• Try it: Nothing in the records may be altered. Repeat them in full.

• Supplied records:
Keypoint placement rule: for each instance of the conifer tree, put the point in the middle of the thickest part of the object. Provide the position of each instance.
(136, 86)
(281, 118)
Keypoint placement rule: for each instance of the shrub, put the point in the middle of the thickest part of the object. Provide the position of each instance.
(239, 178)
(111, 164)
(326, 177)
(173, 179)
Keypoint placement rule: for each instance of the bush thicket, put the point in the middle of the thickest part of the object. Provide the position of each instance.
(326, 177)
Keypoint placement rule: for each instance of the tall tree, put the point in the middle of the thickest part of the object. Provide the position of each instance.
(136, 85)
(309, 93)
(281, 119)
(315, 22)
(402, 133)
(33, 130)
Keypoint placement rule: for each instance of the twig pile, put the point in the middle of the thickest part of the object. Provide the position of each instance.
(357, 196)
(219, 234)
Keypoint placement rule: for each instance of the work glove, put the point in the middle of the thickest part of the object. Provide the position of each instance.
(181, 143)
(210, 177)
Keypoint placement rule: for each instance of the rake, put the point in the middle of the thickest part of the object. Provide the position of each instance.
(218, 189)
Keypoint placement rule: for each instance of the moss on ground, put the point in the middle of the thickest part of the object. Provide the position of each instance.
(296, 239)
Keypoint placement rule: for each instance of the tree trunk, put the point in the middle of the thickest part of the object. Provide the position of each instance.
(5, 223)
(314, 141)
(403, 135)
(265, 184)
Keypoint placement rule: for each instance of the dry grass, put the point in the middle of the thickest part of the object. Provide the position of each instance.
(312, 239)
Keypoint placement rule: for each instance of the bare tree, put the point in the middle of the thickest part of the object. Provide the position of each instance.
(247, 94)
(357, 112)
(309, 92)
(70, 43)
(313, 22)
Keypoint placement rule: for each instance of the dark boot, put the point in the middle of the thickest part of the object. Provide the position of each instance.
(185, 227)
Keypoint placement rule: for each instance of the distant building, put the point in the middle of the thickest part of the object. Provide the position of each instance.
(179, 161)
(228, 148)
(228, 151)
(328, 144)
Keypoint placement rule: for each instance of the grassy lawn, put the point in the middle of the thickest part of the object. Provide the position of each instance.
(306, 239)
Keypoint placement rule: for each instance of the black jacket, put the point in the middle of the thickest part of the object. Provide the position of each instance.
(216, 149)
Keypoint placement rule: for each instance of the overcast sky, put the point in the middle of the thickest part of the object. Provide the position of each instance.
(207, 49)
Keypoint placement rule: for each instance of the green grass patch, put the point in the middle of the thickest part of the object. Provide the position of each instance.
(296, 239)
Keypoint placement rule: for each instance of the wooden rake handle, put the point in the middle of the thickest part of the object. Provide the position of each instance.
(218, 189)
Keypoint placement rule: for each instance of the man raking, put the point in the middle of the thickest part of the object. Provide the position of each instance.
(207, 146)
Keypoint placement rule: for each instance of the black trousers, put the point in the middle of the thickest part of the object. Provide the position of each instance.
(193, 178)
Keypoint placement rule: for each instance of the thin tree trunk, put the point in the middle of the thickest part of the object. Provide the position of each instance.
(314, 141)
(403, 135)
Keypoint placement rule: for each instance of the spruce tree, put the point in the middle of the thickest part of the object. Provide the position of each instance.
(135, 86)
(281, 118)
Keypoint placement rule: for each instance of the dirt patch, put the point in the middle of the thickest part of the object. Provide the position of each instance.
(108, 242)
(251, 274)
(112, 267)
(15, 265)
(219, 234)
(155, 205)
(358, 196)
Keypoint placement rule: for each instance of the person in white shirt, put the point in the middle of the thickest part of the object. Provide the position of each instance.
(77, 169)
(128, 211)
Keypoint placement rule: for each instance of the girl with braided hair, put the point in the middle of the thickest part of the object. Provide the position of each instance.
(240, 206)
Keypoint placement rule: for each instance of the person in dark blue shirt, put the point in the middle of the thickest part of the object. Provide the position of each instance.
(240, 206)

• Task solution:
Keypoint placement rule: for each instance of the conifer tree, put the point in the middle of the thickest part of the object. Provide the position of each instance.
(136, 86)
(281, 118)
Keypoint placement rule: for each instance of the shrub, put the point in the middle of the thickest part of the object. Provide the position of each instance.
(239, 178)
(111, 164)
(326, 177)
(173, 179)
Keypoint placement rule: for each instance of the bush thicket, put the point in the middle of the thickest part of the object. Provide the position of each instance.
(326, 177)
Keypoint placement rule: for each instance of the tall tree, put the point in the middle of the thickest part of the object. Provide the position of each instance.
(136, 85)
(309, 93)
(281, 119)
(315, 22)
(402, 133)
(33, 130)
Keypoint placement rule: for each instance of the twig pile, put the point in the middle of the thickest part of the object. Provide the position of each instance.
(357, 196)
(219, 234)
Keypoint placement rule: for each instance of the work glove, put the point in the middle of the thickest part of the object. Provide the position of each instance.
(181, 143)
(210, 177)
Keypoint placement rule: for each instance of the rake, put the point in the middle of the thickest part of the object. Provide the position of each instance.
(218, 189)
Keypoint placement rule: for each instance of the moss on ground, put the point in the middle of the thickest part of the object. Provide the position of each instance.
(296, 239)
Keypoint placement rule: for each instance of the tree trunk, put the point in the middle of the thickest part of the object. Provide the position of each instance.
(5, 223)
(314, 141)
(403, 135)
(265, 184)
Keypoint placement rule: for each instance of the dry grass, put the point in the middle of the thickest part of the object. Provide the position of each instance.
(312, 239)
Keypoint placement rule: for each instance of the bare tree, put the point in the middle of the thickest part of the object. Provide the position of each instance.
(247, 94)
(357, 112)
(309, 92)
(70, 43)
(313, 22)
Keypoint placement rule: for each instance of the dark boot, put the point in the middle of the thickest part of the object. Provide the position of each instance.
(185, 227)
Keypoint placement rule: for each instance of the distant building, put the point in the middle of the thickest part of the object. Provide the position of each instance.
(179, 161)
(228, 148)
(228, 151)
(328, 144)
Keypoint placement rule: for each instance of the grassy lawn, put the point in the middle of the thickest part of the object. Provide the position of each instance.
(306, 239)
Keypoint placement rule: for each instance of the black jacket, put the point in the middle of the thickest part of the object. Provide the position of each instance.
(216, 149)
Keypoint placement rule: for each instance of the overcast sky, put the point in the middle of the thickest part of the object. Provide the position of each instance.
(207, 49)
Keypoint placement rule: for each instance of the green grass patch, put the point in the middle of the thickest part of the object. Provide the position of each instance.
(296, 239)
Keypoint placement rule: for each instance of the wooden rake handle, put the point in the middle of the thickest part of the object. Provide the position of each instance.
(218, 189)
Keypoint placement rule: for each instance of the man raking, put the point in the middle of the thickest part of the object. Provide the position of each instance.
(207, 146)
Keypoint placement rule: for each instance of the black trousers, put the point in the middle of the thickest part of the object. Provide the position of each instance.
(193, 178)
Keypoint placement rule: for each instance of the thin tree trunk, put the point in the middle of the thickest part of the object. Provide the position of each instance.
(314, 141)
(403, 135)
Keypoint placement rule: for each instance of the spruce tree, put the point in the middle of the thickest part of the object. Provide the position of each instance.
(135, 86)
(281, 118)
Keypoint placement rule: for each instance of the dirt patch, put the point in the middle of the thickest part of the object. Provide the position of each instance.
(108, 242)
(251, 274)
(112, 267)
(15, 265)
(219, 234)
(155, 205)
(358, 196)
Keypoint placement rule: for each instance of the person in white shirt, put the point in the middle of the thickest part of the object. Provide the position of each instance.
(77, 169)
(128, 211)
Keypoint placement rule: for each instance of the girl with braided hair, put the point in the middle of the thickest part of the object. Provide the position of each instance.
(240, 206)
Keypoint placement rule: for each instance of the person in dark blue shirt, put the point in the middle of the thickest part of the object. Provide the position of each instance.
(240, 206)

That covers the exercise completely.